» **Brano selezionato**
Bottega artigiana2di Raimondo Giustozzi

In questi giorni di inizio primavera, che stenta ad arrivare, con le giornate ancora fredde al mattino e alla sera, ho ripreso in mano, con una vena di nostalgia per il tempo passato, vecchi appunti che tenevo nel computer. Erano i primi anni del mio ritorno nelle Marche, residenza a Civitanova Marche, dove vivo ormai da circa trent’anni: “Strani davvero questi giorni di ottobre, con la nebbia che al mattino copre ogni cosa. Viene voglia di uscire. Ci sono abituato. Con l’arrivo dell’autunno, “la scighera” e “ul frec“, la nebbia ed il freddo scandivano tante giornate trascorse in Brianza.

» **Dati forniti**
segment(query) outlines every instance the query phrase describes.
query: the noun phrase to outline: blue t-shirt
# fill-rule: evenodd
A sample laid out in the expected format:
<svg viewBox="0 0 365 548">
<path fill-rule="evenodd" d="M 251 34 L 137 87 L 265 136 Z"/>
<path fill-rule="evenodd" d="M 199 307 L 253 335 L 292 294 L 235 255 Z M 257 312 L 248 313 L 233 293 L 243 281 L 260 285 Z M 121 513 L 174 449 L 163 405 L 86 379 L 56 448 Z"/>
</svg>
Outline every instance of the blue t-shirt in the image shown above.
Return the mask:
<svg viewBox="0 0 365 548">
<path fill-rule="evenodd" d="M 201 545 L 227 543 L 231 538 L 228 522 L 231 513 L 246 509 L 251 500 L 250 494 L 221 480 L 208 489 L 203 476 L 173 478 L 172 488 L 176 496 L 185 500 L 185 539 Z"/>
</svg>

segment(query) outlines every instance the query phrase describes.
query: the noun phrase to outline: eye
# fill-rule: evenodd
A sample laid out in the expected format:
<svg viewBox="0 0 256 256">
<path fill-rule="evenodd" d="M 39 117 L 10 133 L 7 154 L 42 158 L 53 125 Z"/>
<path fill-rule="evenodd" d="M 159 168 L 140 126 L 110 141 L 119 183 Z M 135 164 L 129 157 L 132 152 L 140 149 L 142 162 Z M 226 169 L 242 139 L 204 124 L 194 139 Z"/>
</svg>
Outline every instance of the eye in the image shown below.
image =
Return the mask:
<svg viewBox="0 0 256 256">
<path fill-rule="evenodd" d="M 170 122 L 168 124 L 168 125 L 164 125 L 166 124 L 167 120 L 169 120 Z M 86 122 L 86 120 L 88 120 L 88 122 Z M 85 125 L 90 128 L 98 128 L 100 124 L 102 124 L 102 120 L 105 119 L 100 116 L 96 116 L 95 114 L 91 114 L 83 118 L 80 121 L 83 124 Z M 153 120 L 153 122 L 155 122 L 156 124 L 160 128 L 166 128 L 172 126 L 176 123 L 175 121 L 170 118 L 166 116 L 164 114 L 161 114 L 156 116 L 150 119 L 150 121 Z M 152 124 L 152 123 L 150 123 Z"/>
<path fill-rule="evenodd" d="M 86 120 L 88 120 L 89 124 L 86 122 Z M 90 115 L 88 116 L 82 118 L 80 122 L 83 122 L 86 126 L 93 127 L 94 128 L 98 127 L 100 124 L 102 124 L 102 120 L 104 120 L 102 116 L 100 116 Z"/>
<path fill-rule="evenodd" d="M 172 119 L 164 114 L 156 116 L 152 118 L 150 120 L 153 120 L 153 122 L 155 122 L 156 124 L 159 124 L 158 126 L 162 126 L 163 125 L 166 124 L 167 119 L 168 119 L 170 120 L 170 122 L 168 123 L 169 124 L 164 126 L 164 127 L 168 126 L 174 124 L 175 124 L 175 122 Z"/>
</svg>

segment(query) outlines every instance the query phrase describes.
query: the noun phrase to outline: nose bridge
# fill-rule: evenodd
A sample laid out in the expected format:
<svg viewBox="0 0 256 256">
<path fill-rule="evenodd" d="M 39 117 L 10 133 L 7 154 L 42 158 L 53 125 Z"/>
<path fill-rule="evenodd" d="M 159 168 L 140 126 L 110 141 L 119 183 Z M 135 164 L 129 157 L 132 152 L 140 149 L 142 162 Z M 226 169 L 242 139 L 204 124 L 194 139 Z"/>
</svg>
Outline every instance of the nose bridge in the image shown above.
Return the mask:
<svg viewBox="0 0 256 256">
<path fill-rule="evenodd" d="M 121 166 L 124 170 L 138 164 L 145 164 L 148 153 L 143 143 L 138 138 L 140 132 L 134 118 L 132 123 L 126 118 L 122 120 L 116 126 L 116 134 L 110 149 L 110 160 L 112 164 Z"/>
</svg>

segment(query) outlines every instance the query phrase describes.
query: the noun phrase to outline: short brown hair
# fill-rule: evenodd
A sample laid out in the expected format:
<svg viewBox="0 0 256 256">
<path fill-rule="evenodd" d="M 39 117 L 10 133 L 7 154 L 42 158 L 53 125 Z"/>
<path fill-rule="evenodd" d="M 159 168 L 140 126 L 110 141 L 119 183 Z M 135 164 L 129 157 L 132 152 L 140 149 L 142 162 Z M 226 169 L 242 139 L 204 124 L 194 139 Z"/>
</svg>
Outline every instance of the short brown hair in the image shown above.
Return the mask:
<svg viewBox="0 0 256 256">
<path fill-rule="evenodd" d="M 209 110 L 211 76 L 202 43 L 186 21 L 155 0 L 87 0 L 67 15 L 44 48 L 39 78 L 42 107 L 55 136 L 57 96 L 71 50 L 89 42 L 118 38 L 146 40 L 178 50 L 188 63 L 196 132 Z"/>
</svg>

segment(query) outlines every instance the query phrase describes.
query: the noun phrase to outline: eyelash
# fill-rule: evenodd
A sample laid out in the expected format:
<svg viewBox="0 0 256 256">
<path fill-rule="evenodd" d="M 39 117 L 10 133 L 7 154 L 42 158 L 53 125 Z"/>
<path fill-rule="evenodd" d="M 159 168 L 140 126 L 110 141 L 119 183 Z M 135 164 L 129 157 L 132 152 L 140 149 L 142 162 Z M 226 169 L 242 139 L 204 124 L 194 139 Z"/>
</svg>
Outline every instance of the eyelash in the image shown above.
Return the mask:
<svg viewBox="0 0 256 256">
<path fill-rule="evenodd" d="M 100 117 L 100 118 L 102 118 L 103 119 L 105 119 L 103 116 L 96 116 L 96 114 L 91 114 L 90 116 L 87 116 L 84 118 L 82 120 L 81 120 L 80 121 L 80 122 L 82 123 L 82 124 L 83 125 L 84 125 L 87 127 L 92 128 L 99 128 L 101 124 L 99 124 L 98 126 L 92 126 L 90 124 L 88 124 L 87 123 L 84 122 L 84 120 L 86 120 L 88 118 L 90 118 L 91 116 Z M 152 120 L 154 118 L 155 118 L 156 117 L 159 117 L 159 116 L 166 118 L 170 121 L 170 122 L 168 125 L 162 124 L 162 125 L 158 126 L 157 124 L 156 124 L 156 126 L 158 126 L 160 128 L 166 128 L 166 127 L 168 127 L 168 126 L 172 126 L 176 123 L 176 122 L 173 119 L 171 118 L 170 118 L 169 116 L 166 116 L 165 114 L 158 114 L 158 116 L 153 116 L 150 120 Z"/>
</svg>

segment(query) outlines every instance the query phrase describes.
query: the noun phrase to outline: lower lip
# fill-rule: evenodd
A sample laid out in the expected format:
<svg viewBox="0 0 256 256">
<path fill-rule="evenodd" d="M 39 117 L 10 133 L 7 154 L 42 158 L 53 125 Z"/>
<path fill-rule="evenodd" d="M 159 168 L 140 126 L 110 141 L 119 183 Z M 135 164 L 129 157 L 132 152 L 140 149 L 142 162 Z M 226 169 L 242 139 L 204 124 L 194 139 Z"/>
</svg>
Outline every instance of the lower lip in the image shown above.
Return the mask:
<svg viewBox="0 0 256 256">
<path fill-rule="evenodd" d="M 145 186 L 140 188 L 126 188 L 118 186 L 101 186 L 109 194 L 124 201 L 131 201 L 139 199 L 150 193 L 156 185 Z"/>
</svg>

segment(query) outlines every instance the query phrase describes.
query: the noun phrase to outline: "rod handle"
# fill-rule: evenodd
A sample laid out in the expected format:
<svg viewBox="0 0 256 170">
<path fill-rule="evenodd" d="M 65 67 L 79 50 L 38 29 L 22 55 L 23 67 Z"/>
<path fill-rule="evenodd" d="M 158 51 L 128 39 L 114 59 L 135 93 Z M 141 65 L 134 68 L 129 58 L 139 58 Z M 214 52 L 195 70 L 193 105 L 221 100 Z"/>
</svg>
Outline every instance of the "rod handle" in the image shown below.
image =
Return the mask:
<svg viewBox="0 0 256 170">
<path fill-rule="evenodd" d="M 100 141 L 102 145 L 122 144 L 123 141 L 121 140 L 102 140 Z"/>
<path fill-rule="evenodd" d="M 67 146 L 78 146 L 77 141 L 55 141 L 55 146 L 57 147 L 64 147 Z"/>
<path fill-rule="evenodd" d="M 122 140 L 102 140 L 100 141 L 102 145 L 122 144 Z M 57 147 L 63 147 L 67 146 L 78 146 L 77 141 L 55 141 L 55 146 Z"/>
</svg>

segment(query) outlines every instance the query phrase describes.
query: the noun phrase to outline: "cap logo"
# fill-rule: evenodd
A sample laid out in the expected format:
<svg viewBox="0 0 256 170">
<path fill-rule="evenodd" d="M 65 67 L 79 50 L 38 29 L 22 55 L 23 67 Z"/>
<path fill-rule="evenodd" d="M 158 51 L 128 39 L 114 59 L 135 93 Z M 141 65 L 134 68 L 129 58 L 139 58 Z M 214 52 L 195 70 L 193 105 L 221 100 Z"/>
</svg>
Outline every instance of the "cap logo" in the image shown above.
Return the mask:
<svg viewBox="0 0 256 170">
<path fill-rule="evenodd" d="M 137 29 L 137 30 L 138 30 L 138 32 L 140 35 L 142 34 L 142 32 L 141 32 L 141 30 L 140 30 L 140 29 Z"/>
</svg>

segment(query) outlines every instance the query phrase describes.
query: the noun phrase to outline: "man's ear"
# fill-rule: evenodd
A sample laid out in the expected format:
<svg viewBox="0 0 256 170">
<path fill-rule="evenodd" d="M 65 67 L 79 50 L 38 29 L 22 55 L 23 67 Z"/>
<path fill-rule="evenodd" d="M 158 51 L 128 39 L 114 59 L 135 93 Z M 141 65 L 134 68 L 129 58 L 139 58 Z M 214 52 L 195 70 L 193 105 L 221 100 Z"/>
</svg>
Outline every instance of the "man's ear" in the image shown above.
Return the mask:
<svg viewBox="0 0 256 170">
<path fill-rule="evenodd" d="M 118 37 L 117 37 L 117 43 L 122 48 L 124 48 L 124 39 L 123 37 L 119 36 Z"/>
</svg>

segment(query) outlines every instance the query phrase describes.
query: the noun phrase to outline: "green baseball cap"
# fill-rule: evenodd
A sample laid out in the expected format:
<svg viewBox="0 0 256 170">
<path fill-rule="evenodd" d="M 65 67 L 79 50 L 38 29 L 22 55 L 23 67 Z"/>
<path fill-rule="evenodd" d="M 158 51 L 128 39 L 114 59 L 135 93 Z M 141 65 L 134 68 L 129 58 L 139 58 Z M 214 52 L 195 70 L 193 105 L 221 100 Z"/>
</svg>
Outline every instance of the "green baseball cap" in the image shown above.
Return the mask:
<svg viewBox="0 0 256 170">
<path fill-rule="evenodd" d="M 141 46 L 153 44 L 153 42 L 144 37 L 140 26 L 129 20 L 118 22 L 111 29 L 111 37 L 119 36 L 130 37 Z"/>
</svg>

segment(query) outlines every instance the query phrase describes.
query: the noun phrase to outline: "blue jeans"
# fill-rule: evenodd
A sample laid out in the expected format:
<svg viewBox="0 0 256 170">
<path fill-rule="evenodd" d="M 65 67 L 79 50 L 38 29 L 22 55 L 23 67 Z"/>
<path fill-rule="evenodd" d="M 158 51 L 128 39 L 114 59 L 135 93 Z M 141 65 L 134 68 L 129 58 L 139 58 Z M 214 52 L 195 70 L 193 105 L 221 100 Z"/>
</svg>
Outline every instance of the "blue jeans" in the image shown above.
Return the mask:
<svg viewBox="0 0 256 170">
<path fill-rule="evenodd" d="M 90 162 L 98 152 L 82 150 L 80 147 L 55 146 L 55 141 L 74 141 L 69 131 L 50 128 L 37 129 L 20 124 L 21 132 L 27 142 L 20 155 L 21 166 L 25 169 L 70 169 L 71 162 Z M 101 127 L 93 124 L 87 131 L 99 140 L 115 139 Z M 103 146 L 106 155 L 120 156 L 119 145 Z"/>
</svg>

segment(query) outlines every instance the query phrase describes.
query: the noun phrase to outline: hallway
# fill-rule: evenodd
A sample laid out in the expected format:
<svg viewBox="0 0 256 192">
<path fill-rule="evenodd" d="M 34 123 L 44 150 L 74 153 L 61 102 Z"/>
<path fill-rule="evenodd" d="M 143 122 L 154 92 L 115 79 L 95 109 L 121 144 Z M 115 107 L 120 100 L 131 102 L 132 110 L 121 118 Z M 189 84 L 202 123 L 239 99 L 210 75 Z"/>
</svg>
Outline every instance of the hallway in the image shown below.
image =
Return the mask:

» **Lavoro richiesto**
A. Secondo il brano selezionato, che cosa significa «la scighera»?
B. Restituisci dal brano selezionato il testo compreso tra "Bottega artigiana2di Raimondo" e "trascorse in Brianza.", estremi inclusi.
Le voci fornite non servono per svolgere i compiti.

» **Risposte per compito**
A. La nebbia.

B.
Bottega artigiana2di Raimondo Giustozzi

In questi giorni di inizio primavera, che stenta ad arrivare, con le giornate ancora fredde al mattino e alla sera, ho ripreso in mano, con una vena di nostalgia per il tempo passato, vecchi appunti che tenevo nel computer. Erano i primi anni del mio ritorno nelle Marche, residenza a Civitanova Marche, dove vivo ormai da circa trent’anni: “Strani davvero questi giorni di ottobre, con la nebbia che al mattino copre ogni cosa. Viene voglia di uscire. Ci sono abituato. Con l’arrivo dell’autunno, “la scighera” e “ul frec“, la nebbia ed il freddo scandivano tante giornate trascorse in Brianza.